It started with twelve, apparently. A
glittering dozen of finalists, most of whom are already so anonymous that even
when their names flash on the screen I have trouble placing them. This has not
been a banner year for ITV’s former flagship title, which is limping towards
next week’s final like a trap-wounded coyote that chose to chew off its own
leg. But we’re in it for the long haul, so let’s hunker down and get through it
together.
According to the clips, which are
desperately trying to convince us that any of this is exciting, Tamera
“blossomed before our eyes,” then fucked off home. And Nicole became the first judge to lose all
her acts, as well as her entire collection of support garments, on tonight’s
evidence. Gary’s still trying to play soothsayer, predicting that, for one of
the acts, it could all end tomorrow, but neglects to tell us tonight’s Lotto
numbers. Sharon’s also trying to sound insightful, claiming “You’re only as
good as your last performance.” Well, apart from the second one.
Don’t worry if you’re confused by the weird
mash-up of Beyonce and Elton John playing, as Dermot performs his lackluster
twirl – that’s tonight’s theme. “We’re so close to the final, I can almost
smell it,” gushes Dermot, but I think that might just be Luke standing too
close to the studio lights. Nicole’s
come dressed as Maleficent, if the Disney villainess charged by the hour. For
all her weepiness over Tamera last Sunday, she looks thrilled that she didn’t
have to spend half her week in a draughty studio listening to rehearsals.
Louis kicks proceedings off by reminding
the people of Devon to vote for Luke, who’s spent most of the week moping about
being in the bottom two. The choreographer is coaching Luke on how to connect
with his inner diva, but it’s hard to take advice from someone who thinks
nothing of leaving the house with a dog blanket wrapped round his neck. The
theme is Beyonce, so Luke’s doing ‘The Best Thing I Never Had,’ and for the
first time in the entire series, his bouncy Mumford bullshit actually improves
the song. Of course, that doesn’t help with the shouty, tuneless vocals, but
miracles are more of an Easter thing so let’s just move on. Gary says Luke has
outgrown the studio (well, the hair certainly has) and Nicole is bang on the
money when she describes it as “a bit One Direction and Mumford and Sons.” Louis
tells the people of Devon to lift their phones, but doesn’t follow through with
instructions on what to do next.

══════

EXERCISES TO COMPLETE.
**a)** In the recap, set down everything from "According to the" down to "the second one.".
**b)** According to the recap, which song does Luke perform for the Beyonce theme?

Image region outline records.
══════

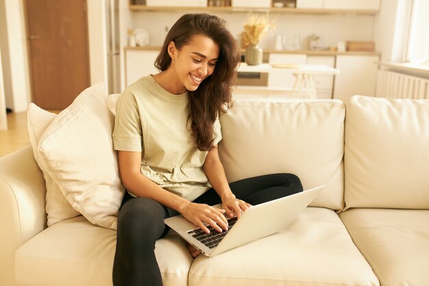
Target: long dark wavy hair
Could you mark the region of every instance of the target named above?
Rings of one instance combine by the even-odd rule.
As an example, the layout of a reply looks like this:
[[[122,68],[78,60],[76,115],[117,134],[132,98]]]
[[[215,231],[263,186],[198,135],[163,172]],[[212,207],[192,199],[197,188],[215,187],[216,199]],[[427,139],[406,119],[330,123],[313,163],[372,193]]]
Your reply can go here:
[[[231,104],[231,88],[235,83],[236,68],[240,62],[240,49],[226,27],[226,22],[207,14],[182,16],[167,34],[155,67],[165,71],[171,63],[167,49],[171,41],[178,50],[188,44],[196,35],[212,39],[219,47],[219,56],[213,73],[194,91],[189,91],[192,132],[199,150],[213,147],[213,123]]]

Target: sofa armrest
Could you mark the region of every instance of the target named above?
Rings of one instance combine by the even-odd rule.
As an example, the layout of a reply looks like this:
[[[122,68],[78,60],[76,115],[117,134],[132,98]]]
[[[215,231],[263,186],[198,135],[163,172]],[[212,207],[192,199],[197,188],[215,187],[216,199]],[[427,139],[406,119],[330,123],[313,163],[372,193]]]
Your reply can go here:
[[[46,228],[45,193],[30,145],[0,158],[1,285],[15,285],[15,250]]]

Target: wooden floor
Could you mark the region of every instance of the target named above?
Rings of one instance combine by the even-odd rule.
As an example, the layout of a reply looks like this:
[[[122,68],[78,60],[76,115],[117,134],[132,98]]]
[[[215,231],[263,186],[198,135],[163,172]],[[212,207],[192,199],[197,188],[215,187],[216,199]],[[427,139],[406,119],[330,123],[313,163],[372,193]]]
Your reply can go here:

══════

SOLUTIONS FOR EACH TASK.
**a)**
According to the clips, which are
desperately trying to convince us that any of this is exciting, Tamera
“blossomed before our eyes,” then fucked off home. And Nicole became the first judge to lose all
her acts, as well as her entire collection of support garments, on tonight’s
evidence. Gary’s still trying to play soothsayer, predicting that, for one of
the acts, it could all end tomorrow, but neglects to tell us tonight’s Lotto
numbers. Sharon’s also trying to sound insightful, claiming “You’re only as
good as your last performance.” Well, apart from the second one.

**b)** "The Best Thing I Never Had"